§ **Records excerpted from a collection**
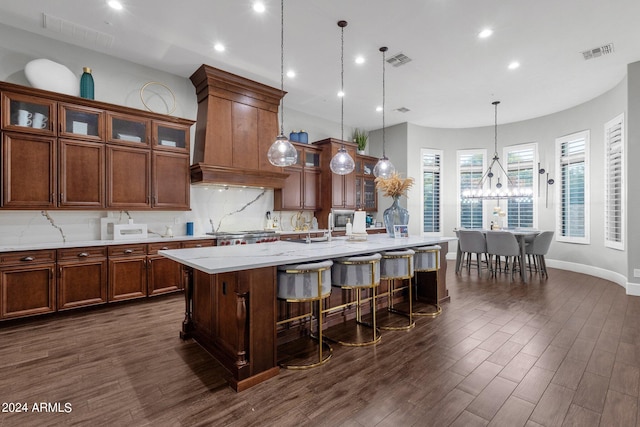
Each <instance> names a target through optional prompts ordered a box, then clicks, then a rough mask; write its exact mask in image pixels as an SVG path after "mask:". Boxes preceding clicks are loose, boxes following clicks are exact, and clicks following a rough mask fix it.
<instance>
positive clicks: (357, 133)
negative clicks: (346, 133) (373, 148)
mask: <svg viewBox="0 0 640 427" xmlns="http://www.w3.org/2000/svg"><path fill="white" fill-rule="evenodd" d="M368 138H369V135H368V134H367V133H366V132H365V131H364V130H360V129H357V128H356V130H354V131H353V142H355V143H356V144H358V154H364V149H365V148H366V147H367V139H368Z"/></svg>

§ **Task prompt**
Repeat each entry exactly. Pictures do not belong in the copy.

§ **Response**
Each <instance> names a target through optional prompts ordered a box, then clicks, then a rough mask; write its exact mask in image pixels as an SVG path after "mask:". Boxes preceding clicks are loose, boxes following clicks are exact, and clicks following a rough mask fix it.
<instance>
positive clicks: (357, 133)
negative clicks: (346, 133) (373, 148)
mask: <svg viewBox="0 0 640 427" xmlns="http://www.w3.org/2000/svg"><path fill="white" fill-rule="evenodd" d="M368 138H369V135H368V134H367V133H366V132H365V131H364V130H360V129H357V128H356V130H354V131H353V142H355V143H356V144H358V154H364V149H365V148H366V147H367V139H368Z"/></svg>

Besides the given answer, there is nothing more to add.